• **Exercise objective**: Return all of the listing word for word; the pictures stay out.

### Provided data

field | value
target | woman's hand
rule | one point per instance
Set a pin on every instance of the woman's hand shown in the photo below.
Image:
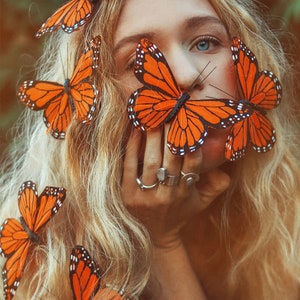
(165, 209)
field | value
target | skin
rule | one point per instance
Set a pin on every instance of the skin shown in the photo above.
(193, 38)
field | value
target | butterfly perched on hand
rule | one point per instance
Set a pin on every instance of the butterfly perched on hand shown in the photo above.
(69, 17)
(85, 277)
(261, 91)
(161, 101)
(60, 100)
(16, 237)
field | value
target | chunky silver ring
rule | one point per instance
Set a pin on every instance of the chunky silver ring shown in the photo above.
(189, 178)
(145, 187)
(166, 179)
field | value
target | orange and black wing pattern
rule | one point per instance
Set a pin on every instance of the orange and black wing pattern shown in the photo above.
(85, 277)
(69, 17)
(161, 101)
(60, 101)
(261, 91)
(16, 237)
(85, 274)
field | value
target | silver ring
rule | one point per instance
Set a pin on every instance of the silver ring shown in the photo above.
(164, 178)
(189, 178)
(143, 186)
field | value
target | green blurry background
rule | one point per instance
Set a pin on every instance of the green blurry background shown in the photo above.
(19, 49)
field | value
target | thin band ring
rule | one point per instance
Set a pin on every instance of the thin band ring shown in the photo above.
(189, 178)
(166, 179)
(143, 186)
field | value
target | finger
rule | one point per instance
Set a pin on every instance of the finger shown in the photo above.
(130, 168)
(171, 162)
(191, 168)
(152, 157)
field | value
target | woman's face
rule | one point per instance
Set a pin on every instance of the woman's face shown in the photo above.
(190, 35)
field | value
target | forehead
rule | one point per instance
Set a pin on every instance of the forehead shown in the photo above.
(138, 16)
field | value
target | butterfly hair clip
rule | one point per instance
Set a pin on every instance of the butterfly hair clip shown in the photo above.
(70, 17)
(59, 101)
(161, 101)
(261, 91)
(17, 236)
(85, 277)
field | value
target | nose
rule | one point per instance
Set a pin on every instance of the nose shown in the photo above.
(185, 70)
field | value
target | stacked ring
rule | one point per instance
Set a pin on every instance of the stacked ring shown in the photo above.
(145, 187)
(166, 179)
(189, 178)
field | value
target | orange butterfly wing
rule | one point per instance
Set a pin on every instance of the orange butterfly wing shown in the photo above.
(59, 101)
(16, 237)
(261, 91)
(190, 125)
(84, 274)
(161, 101)
(69, 17)
(85, 277)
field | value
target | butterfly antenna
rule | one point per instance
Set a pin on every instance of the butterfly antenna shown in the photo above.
(224, 92)
(202, 78)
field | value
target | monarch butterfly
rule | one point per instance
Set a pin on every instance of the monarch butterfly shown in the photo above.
(85, 277)
(161, 101)
(59, 101)
(261, 91)
(69, 17)
(17, 237)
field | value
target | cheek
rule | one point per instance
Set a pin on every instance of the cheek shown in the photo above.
(223, 82)
(213, 149)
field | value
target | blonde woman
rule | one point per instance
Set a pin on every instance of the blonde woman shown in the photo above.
(234, 234)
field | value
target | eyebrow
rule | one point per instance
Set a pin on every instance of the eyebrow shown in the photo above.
(133, 39)
(188, 25)
(201, 21)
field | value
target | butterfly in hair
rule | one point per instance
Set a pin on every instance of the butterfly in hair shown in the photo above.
(85, 277)
(60, 101)
(69, 17)
(16, 237)
(161, 101)
(261, 91)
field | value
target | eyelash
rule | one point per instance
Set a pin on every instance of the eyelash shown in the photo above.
(207, 38)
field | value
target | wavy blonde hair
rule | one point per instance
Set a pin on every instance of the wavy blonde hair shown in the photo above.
(265, 188)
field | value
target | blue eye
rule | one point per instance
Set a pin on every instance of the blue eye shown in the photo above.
(203, 45)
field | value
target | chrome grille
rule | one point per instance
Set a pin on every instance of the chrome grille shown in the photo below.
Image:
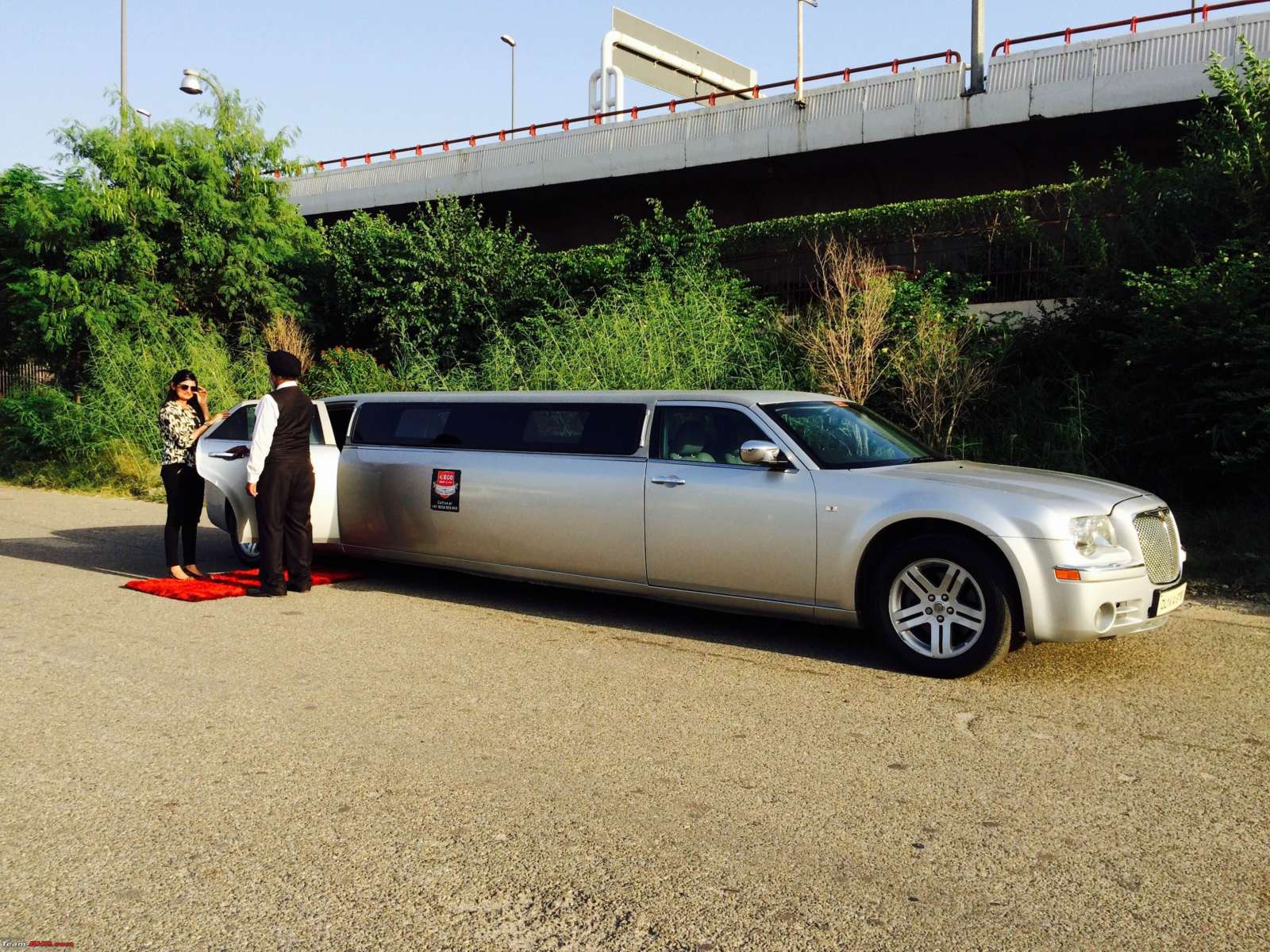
(1157, 535)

######

• **Answer for this exercise**:
field | value
target | woman's hand
rule | one point per instance
Set a pin on every instance of the woman's hand shown in the photo below.
Image:
(165, 209)
field | value
target | skin
rule | one point per instance
Set a pin on every instance of the skin shown in the photo above.
(193, 38)
field | value
target | butterfly perched on hand
rule | one point per instance
Set a pin on every instance of the butterfly perched on hand shown in the photo above.
(69, 17)
(85, 277)
(261, 91)
(161, 101)
(60, 100)
(16, 237)
field | value
target | chunky silver ring
rule | one point per instance
Set a pin on every instance of the chunky silver ring shown in the photo above.
(189, 178)
(145, 187)
(166, 179)
field | value
target | orange and black wing pattern
rule | one point per instance
Set a pin on every instance of the orange and black wing pattern shown in the photo above.
(85, 277)
(69, 17)
(161, 101)
(60, 101)
(261, 91)
(16, 237)
(85, 274)
field | value
target | silver ring
rule | one point per instance
Set a pin on every instance of the silver ring shown in the photo above.
(164, 178)
(189, 178)
(143, 186)
field | value
target | green blurry background
rule | one point per instance
Set a pin on every instance of the green blurry background shown in the photo above.
(19, 49)
field | value
target | thin band ring
rule | one point per instance
Set a pin on every instance of the thin band ring shown in the photo above.
(189, 178)
(166, 179)
(143, 186)
field | value
target | finger
rule | one point per instance
Set a pin on every instance of the finger shown in the photo above.
(130, 168)
(171, 162)
(191, 168)
(152, 157)
field | value
target | woman's face
rule | one point per instance
Set a pin on every instance of the woman's face shown in the photo above.
(190, 35)
field | value
target | forehead
rule | one point per instance
Set a pin on every instance of the forehead shown in the photo above.
(138, 16)
field | value
target | butterfly hair clip
rule | one point per instance
Set a pin on every instance of the butterfly hair clip shown in the photo above.
(70, 17)
(59, 101)
(161, 101)
(261, 91)
(17, 236)
(85, 277)
field | value
target | nose
rule | one point per instance
Set a pin on every instance of the nose shown in the photo above.
(185, 70)
field | value
target | stacked ring
rule | one point per instance
Set a pin on every instance of the stacked ring shown in the photo above.
(145, 187)
(166, 179)
(189, 178)
field | value
target | orange butterfly wing
rule | one point per instance
Set a pin on every instance of the orange butterfly wing shown in the photo above.
(59, 101)
(16, 237)
(261, 91)
(190, 125)
(84, 274)
(161, 101)
(69, 17)
(85, 277)
field | value
target | butterfly antenna
rule | one point per instance
Set a pin on every instance of the butterfly antenna shown in the photo above.
(224, 92)
(202, 78)
field | value
target | monarch butterfly
rule | one point per instance
Set a pin on every instance of the monarch butterfly shown in the photo above.
(85, 277)
(161, 101)
(59, 101)
(261, 91)
(69, 17)
(17, 237)
field | value
target | cheek
rule | one point per instance
Set a pin on every instance of the cheek shown in the photo above.
(223, 82)
(213, 149)
field | value
target | blonde woman
rule | one point per instance
Set a pin on every instance of the blonde woman shown in the photo above.
(234, 234)
field | value
target | eyebrow
rule | one point per instance
Set a pin on every instance of the eyebrow shown in the photo above.
(133, 39)
(188, 25)
(201, 21)
field | value
target | butterfly in hair
rule | one point per instance
Set a pin on every instance of the butterfly in hair shown in the photo above.
(85, 277)
(60, 101)
(69, 17)
(16, 237)
(161, 101)
(261, 91)
field | value
target | eyelash
rule | one point per instance
Set a pin on every instance of the eyelash shown in the photo above.
(207, 38)
field | value
target | wavy blonde hair
rule | one point per instance
Set a pin on every instance of the wavy blonde hair shown in the photo above.
(265, 188)
field | value
target | blue eye
rule | one point per instance
Set a pin on every instance of the blue eye shown in the photo above.
(203, 45)
field | value
target | chrome grille
rule | one point per instance
Set a pin on every instance of the chrome grille shown in the photo below.
Image:
(1157, 535)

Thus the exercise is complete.